> [Gestellte Aufgabe]: Benenne in allen folgenden Zeilen jedes „Target“ in „Label“ um und lass alles Übrige unverändert.
- - -
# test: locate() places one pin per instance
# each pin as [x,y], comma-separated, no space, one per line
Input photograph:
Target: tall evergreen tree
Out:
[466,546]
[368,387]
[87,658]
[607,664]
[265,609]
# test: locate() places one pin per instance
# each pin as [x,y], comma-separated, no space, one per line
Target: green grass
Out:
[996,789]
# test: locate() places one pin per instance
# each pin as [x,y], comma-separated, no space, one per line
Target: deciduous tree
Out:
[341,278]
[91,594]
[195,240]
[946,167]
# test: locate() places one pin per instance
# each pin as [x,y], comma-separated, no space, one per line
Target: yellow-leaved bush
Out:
- - -
> [Ergebnis dieser Übung]:
# test: locate() places one pin per instance
# each pin as [x,y], comma-separated, no space, one per line
Input photograph:
Label: tall evergreen tree
Out:
[466,546]
[368,387]
[87,658]
[607,664]
[265,609]
# test: locate() places one pin per instance
# each pin as [x,y], comma-separated, no space, one per line
Label: green grass
Out:
[996,789]
# test: locate() places one pin per instance
# each pin as [x,y], comma-separated, no space, one per line
Label: deciduous tree
Out:
[341,278]
[91,594]
[195,240]
[946,167]
# test: locate() places one pin per instance
# each pin as [x,y], comma-separated, no space, one per line
Label: yellow-leaved bush
Out:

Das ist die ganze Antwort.